● **DOCUMENT SEGMENT**:
******************************

Douglas Ziedonis, MD, MPH, Director,
|Q||Why does tobacco remain the number one cause of death in the United States? Given all the information we have about the benefits of quitting, wouldn't you think that Americans, especially those in the boomer population who are now just turning 60, would simply stop or pick a program to help them kick this deadly habit?|
The boomer population knows the serious health risks of tobacco use. Unfortunately, many don't appreciate that quitting later in life can still result in short and long-term health benefits, and improve life expectancy. Many, who are addicted, may not understand how effective a combination of available treatments can be. About one-third of smokers die prematurely of tobacco related diseases (cardiac, pulmonary, cancer, etc), shortening their lives by 13 to 14 years. A long-term study found that smokers who quit by age 50 gain about 6 years, and by age 60, at least 3 years. Even in the first weeks and months after quitting, there are improvements in lung and heart function, including less coughing, tiredness, shortness of breath, and fewer sinus problems. Cosmetic changes are apparent in better skin tone and oral hygiene. Within a year of quitting, the excess risk of coronary heart disease caused by smoking is reduced by 50 percent. There are better surgical outcomes for nonsmokers, too, including faster wound healing. Benefits continue to build after five to 15 years and include reduced risks of stroke, cancer, and cardiac and lung disease. There are also financial savings. Meanwhile, according to the World Health Organization, someone dies every eight seconds due to tobacco use.
|Q||How did you become interested in addiction psychiatry?|
My interest began in medical school and was solidified in my residency training. Addiction is both a public health and a clinical issue. It can masquerade as any psychiatric problem, and has a profound impact on an individual’s well-being, career, family, and life in general. Although often a chronic condition, recovery can also be remarkable, and I have found satisfaction in helping both individuals and their families.

******************************

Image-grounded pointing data
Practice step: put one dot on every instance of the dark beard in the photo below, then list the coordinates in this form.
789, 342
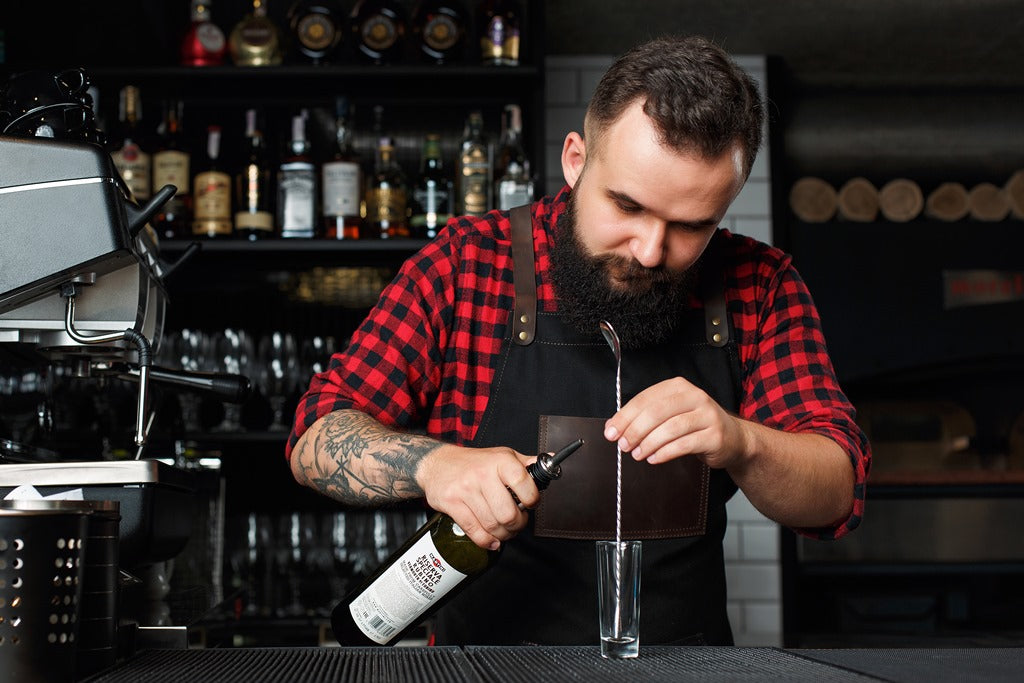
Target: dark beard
644, 312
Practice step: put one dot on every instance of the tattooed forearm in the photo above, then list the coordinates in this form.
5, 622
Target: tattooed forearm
350, 457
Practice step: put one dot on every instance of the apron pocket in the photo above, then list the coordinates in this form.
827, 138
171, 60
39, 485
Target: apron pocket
668, 501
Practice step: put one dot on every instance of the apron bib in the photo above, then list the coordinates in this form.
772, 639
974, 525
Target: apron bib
553, 385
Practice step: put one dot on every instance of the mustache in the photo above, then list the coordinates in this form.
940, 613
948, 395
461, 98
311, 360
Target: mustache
630, 270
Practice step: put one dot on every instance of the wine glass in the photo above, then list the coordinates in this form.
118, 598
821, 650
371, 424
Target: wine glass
279, 361
232, 353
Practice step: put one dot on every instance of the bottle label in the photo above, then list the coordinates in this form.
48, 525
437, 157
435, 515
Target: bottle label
379, 33
315, 32
254, 220
440, 33
297, 208
171, 168
213, 203
403, 592
341, 188
514, 193
210, 37
386, 205
500, 42
133, 164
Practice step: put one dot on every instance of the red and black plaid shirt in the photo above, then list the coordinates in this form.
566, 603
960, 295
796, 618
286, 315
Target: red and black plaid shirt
426, 353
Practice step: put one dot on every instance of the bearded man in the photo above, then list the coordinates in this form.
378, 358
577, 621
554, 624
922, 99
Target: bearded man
486, 349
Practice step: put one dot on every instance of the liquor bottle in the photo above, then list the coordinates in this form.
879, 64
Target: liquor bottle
212, 191
439, 30
171, 165
431, 567
315, 29
432, 196
378, 30
130, 157
297, 185
473, 169
255, 40
513, 185
386, 199
341, 181
253, 218
499, 27
204, 44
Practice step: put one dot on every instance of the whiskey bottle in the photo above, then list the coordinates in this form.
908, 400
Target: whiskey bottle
499, 27
473, 169
513, 185
378, 30
386, 199
426, 571
341, 181
432, 196
171, 166
297, 185
255, 40
253, 218
130, 157
204, 44
212, 193
315, 29
438, 28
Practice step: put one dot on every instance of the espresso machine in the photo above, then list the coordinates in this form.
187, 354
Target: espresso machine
82, 290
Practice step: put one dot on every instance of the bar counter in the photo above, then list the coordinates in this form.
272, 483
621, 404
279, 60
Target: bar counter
558, 665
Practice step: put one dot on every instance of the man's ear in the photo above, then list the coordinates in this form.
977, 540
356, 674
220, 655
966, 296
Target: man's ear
573, 157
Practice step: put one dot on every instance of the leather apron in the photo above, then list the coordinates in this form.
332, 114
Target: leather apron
552, 385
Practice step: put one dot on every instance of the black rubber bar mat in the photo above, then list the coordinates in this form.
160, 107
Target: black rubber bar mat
911, 665
671, 665
357, 665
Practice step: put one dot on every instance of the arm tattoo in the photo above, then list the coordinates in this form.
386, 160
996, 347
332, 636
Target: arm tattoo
356, 461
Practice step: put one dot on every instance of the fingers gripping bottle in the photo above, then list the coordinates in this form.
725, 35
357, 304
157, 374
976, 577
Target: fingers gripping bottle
428, 569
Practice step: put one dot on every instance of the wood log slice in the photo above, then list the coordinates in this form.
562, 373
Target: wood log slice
948, 202
901, 200
1015, 194
812, 200
858, 201
988, 203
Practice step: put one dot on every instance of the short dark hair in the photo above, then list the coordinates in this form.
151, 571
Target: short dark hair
700, 101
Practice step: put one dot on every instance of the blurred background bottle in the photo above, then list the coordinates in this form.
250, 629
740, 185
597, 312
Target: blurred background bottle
499, 25
297, 185
254, 215
315, 28
204, 44
513, 184
212, 193
129, 146
473, 169
438, 29
171, 165
255, 40
378, 30
432, 196
341, 180
386, 196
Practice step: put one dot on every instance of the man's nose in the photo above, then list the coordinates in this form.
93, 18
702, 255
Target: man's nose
648, 245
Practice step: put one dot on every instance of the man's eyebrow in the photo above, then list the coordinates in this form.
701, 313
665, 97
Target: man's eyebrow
623, 198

******************************

● **REQUIRED TASKS**:
• a. Using the tobacco interview, decide whether each statement agrees with it, answering yes or no and quoting the deciding words: (i) smokers who quit by age 50 gain about six years; (ii) within a year of quitting, the excess risk of coronary heart disease caused by smoking falls by 75 percent; (iii) the interest in addiction psychiatry first began during residency training.
• b. Proceed with the tobacco interview from the point at which it stops.
These lines were drawn from a separate source.

● **ANSWERS BELOW**:
• a.
(i) Yes: "smokers who quit by age 50 gain about 6 years"
(ii) No: "Within a year of quitting, the excess risk of coronary heart disease caused by smoking is reduced by 50 percent."
(iii) No: "My interest began in medical school and was solidified in my residency training."

• b.
My career has coincided with the explosion of new knowledge about addiction and the brain. I’ve had wonderful opportunities to work with world leaders in addiction psychiatry. As a Penn State medical student doing a fourth year elective at the University of London, I spent two months with Griffith Edwards, MD, an international leader in alcoholism for the WHO. I also had the good fortune to work at UCLA and Yale University, both on the cutting edge of addiction psychiatry.
In 1998, I joined the UMDNJ faculty as its first academic addiction psychiatrist and head of the newly created division of addiction psychiatry. I have focused on establishing research, clinical and training activities, and most importantly, on recruiting new junior and senior faculty and developing the potential of promising junior faculty. Our outstanding academic addiction psychiatry program is recognized at a national level.
|Q||Can you talk about the connection between smoking and mental illness?|
There is a strong association between tobacco smoking and mental illness, and many biological, psychological and social factors might explain this relationship. About 70 percent of my patients smoke tobacco - and in some settings, such as methadone maintenance clinics, the smoking rate is about 95 percent. Work at Yale University found: high rates of nicotine use among individuals with schizophrenia (>70%); that heavy cigarette smoking is associated with other drug abuse; and that smoking patients require higher medication doses. I was not surprised to learn of the recent Harvard study findings that 44 percent of all the cigarettes consumed in the U.S. are by individuals with psychiatric disorders. Although we knew of the high rates of smoking among psychiatric patients, it was not until 10 years ago that there was clear evidence that most psychiatric patients die of smoking caused illnesses.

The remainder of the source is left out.